_Job_
Each entry below should be reproduced character for character.
** Start Data rows **
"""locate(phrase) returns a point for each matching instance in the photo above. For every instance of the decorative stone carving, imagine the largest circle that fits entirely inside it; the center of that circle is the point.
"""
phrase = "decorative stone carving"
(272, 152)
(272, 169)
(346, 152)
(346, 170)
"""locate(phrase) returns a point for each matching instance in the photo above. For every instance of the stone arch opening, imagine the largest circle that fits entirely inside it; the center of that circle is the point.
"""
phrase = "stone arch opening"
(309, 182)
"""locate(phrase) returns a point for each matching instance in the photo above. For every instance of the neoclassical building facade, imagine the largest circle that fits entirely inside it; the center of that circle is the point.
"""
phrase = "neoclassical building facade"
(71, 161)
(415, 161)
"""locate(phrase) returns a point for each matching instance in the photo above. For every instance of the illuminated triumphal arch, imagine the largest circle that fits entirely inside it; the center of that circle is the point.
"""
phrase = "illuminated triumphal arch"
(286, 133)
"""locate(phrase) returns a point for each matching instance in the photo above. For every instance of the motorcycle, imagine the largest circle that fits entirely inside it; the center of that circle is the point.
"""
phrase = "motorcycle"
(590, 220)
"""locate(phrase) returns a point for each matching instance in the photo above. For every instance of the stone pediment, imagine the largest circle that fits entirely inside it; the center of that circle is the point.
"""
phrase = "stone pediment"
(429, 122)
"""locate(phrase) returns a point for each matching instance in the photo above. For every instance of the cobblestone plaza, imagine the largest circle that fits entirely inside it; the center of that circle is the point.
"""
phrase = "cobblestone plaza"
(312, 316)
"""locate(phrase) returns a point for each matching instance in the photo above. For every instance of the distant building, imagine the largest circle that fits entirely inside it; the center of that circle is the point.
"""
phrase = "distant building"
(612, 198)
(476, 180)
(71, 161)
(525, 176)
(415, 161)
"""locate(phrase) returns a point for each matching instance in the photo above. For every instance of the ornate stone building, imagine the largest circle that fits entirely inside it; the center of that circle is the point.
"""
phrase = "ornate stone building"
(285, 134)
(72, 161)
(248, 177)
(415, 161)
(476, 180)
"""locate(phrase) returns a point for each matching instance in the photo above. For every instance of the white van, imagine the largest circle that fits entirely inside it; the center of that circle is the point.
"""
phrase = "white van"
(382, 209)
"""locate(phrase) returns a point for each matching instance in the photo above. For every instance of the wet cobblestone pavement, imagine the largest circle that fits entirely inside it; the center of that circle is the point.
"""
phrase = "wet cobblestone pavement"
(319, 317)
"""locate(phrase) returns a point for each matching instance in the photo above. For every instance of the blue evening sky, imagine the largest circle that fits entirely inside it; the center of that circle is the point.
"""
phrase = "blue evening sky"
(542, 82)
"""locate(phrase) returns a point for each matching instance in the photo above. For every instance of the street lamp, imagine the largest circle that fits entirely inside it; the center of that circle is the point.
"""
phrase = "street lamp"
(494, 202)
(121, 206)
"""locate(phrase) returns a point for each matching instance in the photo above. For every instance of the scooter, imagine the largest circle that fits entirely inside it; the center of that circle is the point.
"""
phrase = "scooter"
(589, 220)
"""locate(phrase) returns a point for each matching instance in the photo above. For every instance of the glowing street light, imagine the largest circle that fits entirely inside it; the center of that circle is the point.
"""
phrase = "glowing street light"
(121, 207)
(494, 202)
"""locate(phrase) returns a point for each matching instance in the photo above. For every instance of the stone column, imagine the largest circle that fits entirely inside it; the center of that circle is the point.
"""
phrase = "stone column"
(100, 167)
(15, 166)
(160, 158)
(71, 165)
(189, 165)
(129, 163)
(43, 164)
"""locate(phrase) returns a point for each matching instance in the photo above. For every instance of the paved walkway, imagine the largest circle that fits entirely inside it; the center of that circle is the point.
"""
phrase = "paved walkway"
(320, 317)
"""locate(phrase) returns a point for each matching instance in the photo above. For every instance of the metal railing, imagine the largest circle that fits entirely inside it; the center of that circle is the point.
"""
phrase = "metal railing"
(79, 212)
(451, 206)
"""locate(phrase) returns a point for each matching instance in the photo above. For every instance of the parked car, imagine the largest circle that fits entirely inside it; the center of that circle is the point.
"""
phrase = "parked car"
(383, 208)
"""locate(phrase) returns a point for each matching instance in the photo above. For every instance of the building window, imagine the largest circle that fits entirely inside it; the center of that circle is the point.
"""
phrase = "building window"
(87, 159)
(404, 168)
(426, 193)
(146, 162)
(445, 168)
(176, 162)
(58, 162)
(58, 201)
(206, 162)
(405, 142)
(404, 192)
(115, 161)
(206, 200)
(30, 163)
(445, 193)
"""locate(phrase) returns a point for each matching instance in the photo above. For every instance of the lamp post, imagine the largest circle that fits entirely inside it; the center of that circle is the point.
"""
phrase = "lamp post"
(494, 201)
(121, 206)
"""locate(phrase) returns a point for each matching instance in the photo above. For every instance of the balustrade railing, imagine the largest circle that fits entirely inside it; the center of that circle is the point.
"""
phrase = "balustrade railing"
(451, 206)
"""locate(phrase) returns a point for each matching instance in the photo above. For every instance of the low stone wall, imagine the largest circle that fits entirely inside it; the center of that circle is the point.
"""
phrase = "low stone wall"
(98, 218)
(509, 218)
** End Data rows **
_Finished exercise_
"""locate(phrase) returns a point for each matching instance in the photo above. For every instance of the decorative stone carving, imagine the largest circle that fits entirely inside it; the center of that circle is the point.
"""
phrase = "decorative stone carving"
(272, 152)
(272, 169)
(346, 152)
(346, 170)
"""locate(phrase) returns a point for each matching instance in the photo above. For every instance of the stone arch opening, imagine the largest circle that fits entirely inside it; the center of that circle is the point.
"""
phrase = "stone arch opening"
(309, 182)
"""locate(phrase) returns a point for each matching instance in the photo above. For every instance of the neoclassical building facade, imagine the largest circle that fits entirely inside it; the center of that circle is the point.
"""
phrase = "neoclassical building facade"
(71, 161)
(415, 161)
"""locate(phrase) returns a point for each matching instance in the photo above. For every instance of the illuminated triumphal arch, imagine the largest circle that fits entirely inside it; the center of that circle is the point.
"""
phrase = "illuminated triumphal arch"
(286, 133)
"""locate(phrase) returns a point for each matching instance in the photo above. For every instance of the motorcycle, imagine the largest circle that fits entirely inside it; the center of that circle is the point.
"""
phrase = "motorcycle"
(590, 220)
"""locate(phrase) returns a point for each matching instance in the photo above. For every instance of the stone pediment, imagine the largest circle that fits entirely inside it; the center of that circle is the point.
"""
phrase = "stone pediment"
(429, 122)
"""locate(phrase) returns a point for each matching instance in the photo above. For every instance of the cobblestone plaza, imagine the largest circle that fits entirely inside it; the center of that circle is the point.
"""
phrase = "cobblestone plaza"
(312, 316)
"""locate(phrase) returns a point for each matching instance in the photo above. For every instance of the distant building, imagine the largest circle that fits entirely inside it; the center of that circle is the point.
"""
phrase = "distant building"
(612, 198)
(476, 180)
(71, 161)
(525, 176)
(415, 161)
"""locate(phrase) returns a point for each matching instance in the photo above. For every instance of the ornate stone building, imagine the largest circle that fits entirely inside it; the center of that circle is the point.
"""
phrase = "ornate stone building"
(285, 134)
(72, 161)
(248, 177)
(415, 161)
(476, 180)
"""locate(phrase) returns a point for each matching instance in the photo above. For every instance of the white van, imagine the largest circle that fits entirely inside it; the center of that circle is the point.
"""
phrase = "white van"
(382, 209)
"""locate(phrase) returns a point for each matching instance in the photo above. For every instance of the wet cobblestone pavement, imagine the largest circle that fits entirely inside it; the center of that circle is the point.
"""
phrase = "wet cobblestone pavement"
(319, 317)
"""locate(phrase) returns a point for each matching instance in the photo above. For every instance of the blue evening sky, imagine the largest circle that fits entirely inside it; the center of that circle is the point.
"""
phrase = "blue evening sky"
(542, 82)
"""locate(phrase) returns a point for each matching instance in the photo above. For every instance of the street lamp, imagine the largest circle that fits entirely inside it; the center of that circle is the point.
"""
phrase = "street lamp"
(494, 202)
(121, 206)
"""locate(phrase) returns a point for each matching instance in the photo above. For every instance of the scooter, imagine the largest circle that fits entirely inside it; the center of that circle is the point.
"""
phrase = "scooter"
(589, 220)
"""locate(phrase) returns a point for each matching instance in the photo above. For every instance of the glowing street light, imagine the largest circle that fits entirely inside it; the center of that circle is the point.
"""
phrase = "glowing street light"
(121, 207)
(494, 202)
"""locate(phrase) returns a point for each matching instance in the photo above. For every instance of the stone column, imagine the largest circle that fits entirely inside it; the center of that circle is the point.
"""
phrase = "stone column"
(100, 167)
(15, 166)
(160, 158)
(71, 165)
(189, 165)
(129, 163)
(43, 164)
"""locate(phrase) returns a point for each matching instance in the photo above. For every instance of the paved walkway, imagine the largest circle that fits entirely inside it; the center of that circle is the point.
"""
phrase = "paved walkway"
(320, 317)
"""locate(phrase) returns a point for each matching instance in the photo above. For every instance of the metal railing, imagine the largest circle that fits entirely inside it; the center of that circle is the point.
"""
phrase = "metal railing"
(79, 212)
(451, 206)
"""locate(phrase) returns a point for each matching instance in the photo above. For every instance of the parked car, imagine the largest circle that fits entirely inside it; the center of that circle is the point.
"""
phrase = "parked car"
(383, 208)
"""locate(phrase) returns a point for each matching instance in the photo above. For every instance of the building window, imagine the largest circle that fits entirely inside it; the center of that circle is the point.
"""
phrase = "building window"
(87, 159)
(404, 168)
(426, 193)
(146, 162)
(445, 168)
(176, 162)
(58, 162)
(58, 201)
(206, 162)
(405, 142)
(404, 192)
(115, 161)
(206, 200)
(30, 163)
(445, 193)
"""locate(phrase) returns a point for each matching instance in the photo above. For every instance of the lamp post, imagine the largest circle that fits entirely inside it; the center of that circle is the point.
"""
phrase = "lamp post"
(494, 201)
(121, 206)
"""locate(phrase) returns a point for each matching instance in the photo above. For every instance of the balustrade railing, imagine the largest circle that fits entirely inside it; the center of that circle is the point.
"""
phrase = "balustrade railing"
(451, 206)
"""locate(phrase) returns a point for each matching instance in the photo above. For every instance of the low stone wall, imagine the largest circle that fits entirely inside it; the center of that circle is the point.
"""
phrase = "low stone wall"
(98, 218)
(509, 218)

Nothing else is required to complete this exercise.